Wherever a picture appears, skip it and retype the rest of the data exactly.

----- Records supplied -----

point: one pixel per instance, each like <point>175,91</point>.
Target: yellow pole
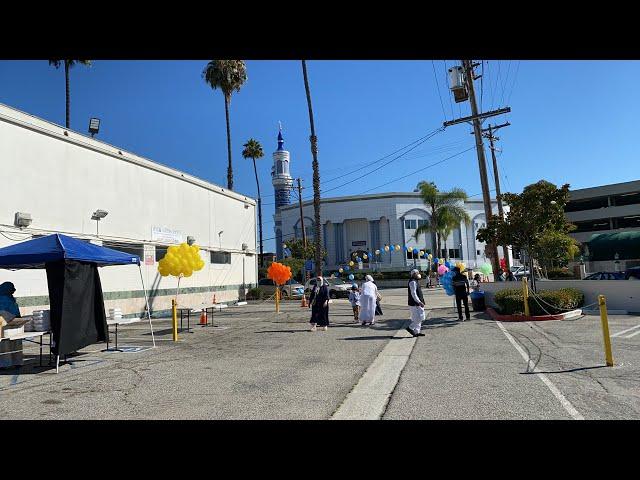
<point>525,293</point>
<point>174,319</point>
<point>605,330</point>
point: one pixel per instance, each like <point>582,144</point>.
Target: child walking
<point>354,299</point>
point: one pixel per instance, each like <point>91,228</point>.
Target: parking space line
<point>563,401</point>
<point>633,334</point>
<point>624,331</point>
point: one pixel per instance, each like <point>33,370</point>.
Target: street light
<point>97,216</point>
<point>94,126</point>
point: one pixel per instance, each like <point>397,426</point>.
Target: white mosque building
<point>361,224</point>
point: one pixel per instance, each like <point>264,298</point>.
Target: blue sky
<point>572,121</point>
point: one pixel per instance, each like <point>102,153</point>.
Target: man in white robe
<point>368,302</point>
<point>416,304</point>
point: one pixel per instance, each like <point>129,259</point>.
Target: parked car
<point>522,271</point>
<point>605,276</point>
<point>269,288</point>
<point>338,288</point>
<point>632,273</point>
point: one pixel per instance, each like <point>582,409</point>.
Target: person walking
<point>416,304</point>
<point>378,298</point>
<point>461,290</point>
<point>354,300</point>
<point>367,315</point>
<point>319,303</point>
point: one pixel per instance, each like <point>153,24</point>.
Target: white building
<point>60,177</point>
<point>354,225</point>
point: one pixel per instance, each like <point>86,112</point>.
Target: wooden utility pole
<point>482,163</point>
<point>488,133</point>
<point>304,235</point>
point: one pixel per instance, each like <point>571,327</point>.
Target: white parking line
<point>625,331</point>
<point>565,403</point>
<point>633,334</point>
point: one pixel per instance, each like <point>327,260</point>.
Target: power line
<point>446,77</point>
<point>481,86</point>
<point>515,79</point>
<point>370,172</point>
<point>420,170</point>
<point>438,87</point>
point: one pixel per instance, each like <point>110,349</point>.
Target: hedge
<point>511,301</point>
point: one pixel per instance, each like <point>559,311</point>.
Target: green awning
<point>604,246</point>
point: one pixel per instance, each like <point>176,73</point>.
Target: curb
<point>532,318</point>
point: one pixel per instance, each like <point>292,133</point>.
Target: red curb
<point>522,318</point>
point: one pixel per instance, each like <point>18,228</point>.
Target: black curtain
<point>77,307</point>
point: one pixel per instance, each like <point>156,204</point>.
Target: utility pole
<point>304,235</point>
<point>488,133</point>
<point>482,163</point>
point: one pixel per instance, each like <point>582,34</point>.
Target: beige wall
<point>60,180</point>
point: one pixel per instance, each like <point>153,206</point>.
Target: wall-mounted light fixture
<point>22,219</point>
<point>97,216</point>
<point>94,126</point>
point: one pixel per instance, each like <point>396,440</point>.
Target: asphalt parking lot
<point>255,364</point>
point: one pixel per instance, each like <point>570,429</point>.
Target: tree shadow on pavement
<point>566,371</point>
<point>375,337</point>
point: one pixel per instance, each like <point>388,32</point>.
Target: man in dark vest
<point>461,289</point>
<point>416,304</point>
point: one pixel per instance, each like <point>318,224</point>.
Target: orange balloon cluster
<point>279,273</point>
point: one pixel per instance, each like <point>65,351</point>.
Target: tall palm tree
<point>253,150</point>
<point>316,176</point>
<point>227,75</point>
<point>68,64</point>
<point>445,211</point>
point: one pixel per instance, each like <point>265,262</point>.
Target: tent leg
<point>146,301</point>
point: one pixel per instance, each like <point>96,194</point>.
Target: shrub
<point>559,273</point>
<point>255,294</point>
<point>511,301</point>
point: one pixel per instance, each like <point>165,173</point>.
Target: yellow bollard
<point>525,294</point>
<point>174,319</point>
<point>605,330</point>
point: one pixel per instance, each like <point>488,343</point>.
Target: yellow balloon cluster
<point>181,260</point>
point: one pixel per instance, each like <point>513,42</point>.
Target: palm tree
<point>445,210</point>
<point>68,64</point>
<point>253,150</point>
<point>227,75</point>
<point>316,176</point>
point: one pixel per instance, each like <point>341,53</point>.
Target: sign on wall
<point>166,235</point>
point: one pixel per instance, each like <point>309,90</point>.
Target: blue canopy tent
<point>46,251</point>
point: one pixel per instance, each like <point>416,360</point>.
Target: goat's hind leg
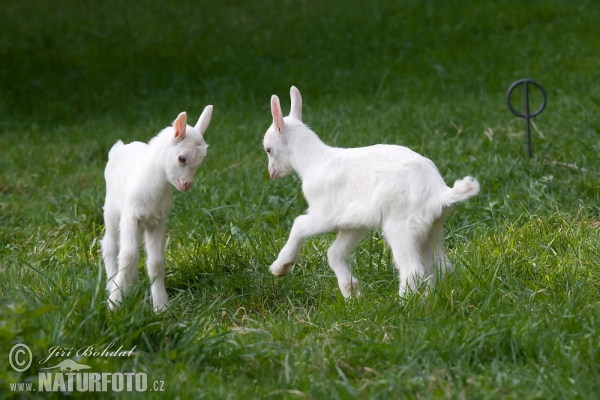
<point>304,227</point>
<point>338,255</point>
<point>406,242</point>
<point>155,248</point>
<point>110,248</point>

-----

- **Solution to the exercise**:
point: one pixel per instance, each like <point>175,91</point>.
Target: yellow pole
<point>525,293</point>
<point>174,319</point>
<point>605,330</point>
point: one pixel per instance, each like <point>582,144</point>.
Target: child walking
<point>354,299</point>
point: one pixel per instance, each like <point>91,228</point>.
Target: parking space line
<point>563,401</point>
<point>633,334</point>
<point>624,331</point>
point: one pixel per instance, each like <point>33,370</point>.
Target: street light
<point>97,216</point>
<point>94,126</point>
point: one pixel per instance, each like <point>397,426</point>.
Target: white mosque building
<point>361,224</point>
point: one pixel per instance, each like <point>264,298</point>.
Target: blue sky
<point>572,121</point>
point: one pixel per instance, each like <point>102,153</point>.
Target: man in white robe
<point>368,302</point>
<point>416,304</point>
point: one pixel per instance, each like <point>129,259</point>.
Target: parked car
<point>522,271</point>
<point>605,276</point>
<point>269,288</point>
<point>338,288</point>
<point>632,273</point>
point: one pixel per instance, each like <point>582,409</point>.
Target: person walking
<point>416,304</point>
<point>378,298</point>
<point>461,290</point>
<point>354,300</point>
<point>367,315</point>
<point>319,303</point>
point: one pixel per instance, each like <point>153,24</point>.
Target: white building
<point>60,177</point>
<point>354,225</point>
point: one pixel per instance, each like <point>86,112</point>.
Target: wooden utility pole
<point>482,163</point>
<point>488,133</point>
<point>304,235</point>
point: one pixel per instance, each like <point>571,327</point>.
Target: white parking line
<point>625,331</point>
<point>565,403</point>
<point>633,334</point>
point: one pixel per instance, each like <point>327,260</point>.
Target: power line
<point>446,77</point>
<point>481,86</point>
<point>515,79</point>
<point>370,172</point>
<point>420,170</point>
<point>438,87</point>
point: one pixel per instance, each like <point>110,349</point>.
Target: hedge
<point>511,301</point>
point: one pixel per instance, each like <point>559,311</point>.
Target: green awning
<point>604,246</point>
point: one pixel per instance, each like <point>176,73</point>.
Target: curb
<point>532,318</point>
point: one pixel per instance, each like <point>292,133</point>.
Target: red curb
<point>522,318</point>
point: one pixel per instance, each like <point>18,228</point>.
Target: black curtain
<point>77,307</point>
point: one pixel per instance, each like <point>156,204</point>.
Target: utility pole
<point>304,235</point>
<point>488,133</point>
<point>482,163</point>
point: one pixel per instance, each like <point>582,34</point>.
Target: beige wall
<point>60,180</point>
point: one pixel per instance, each like <point>153,206</point>.
Target: wall-mounted light fixture
<point>22,219</point>
<point>97,216</point>
<point>94,126</point>
point: one pixel per instance, each like <point>396,440</point>.
Target: asphalt parking lot
<point>255,364</point>
point: one pixel per instance, each like <point>570,429</point>.
Target: tree shadow on pavement
<point>566,371</point>
<point>375,337</point>
point: one pixel per instance, each like <point>388,32</point>.
Target: man in dark vest
<point>461,289</point>
<point>416,304</point>
point: one pixel per instance, each like <point>318,224</point>.
Target: orange balloon cluster
<point>279,273</point>
point: one pixel per instance, each like <point>65,351</point>.
Target: tall palm tree
<point>253,150</point>
<point>316,176</point>
<point>227,75</point>
<point>68,64</point>
<point>445,211</point>
point: one pixel per instance, each like <point>265,262</point>.
Target: tent leg
<point>146,301</point>
point: one pixel per instance, each like <point>96,194</point>.
Target: shrub
<point>559,273</point>
<point>255,294</point>
<point>511,301</point>
point: one pixel per instance, each like <point>165,173</point>.
Target: yellow bollard
<point>525,294</point>
<point>174,319</point>
<point>605,330</point>
point: one pixel per instance, each like <point>488,343</point>.
Target: yellow balloon cluster
<point>181,260</point>
point: one pixel per instance, each like <point>513,42</point>.
Target: palm tree
<point>445,210</point>
<point>68,64</point>
<point>253,150</point>
<point>227,75</point>
<point>316,176</point>
point: one pixel per instance, each like <point>341,53</point>.
Target: sign on wall
<point>166,235</point>
point: one pixel per instance, each like <point>309,90</point>.
Target: blue canopy tent
<point>46,251</point>
point: one pixel per instance, each like <point>416,360</point>.
Target: goat's hind leg
<point>304,227</point>
<point>338,255</point>
<point>406,242</point>
<point>155,248</point>
<point>110,248</point>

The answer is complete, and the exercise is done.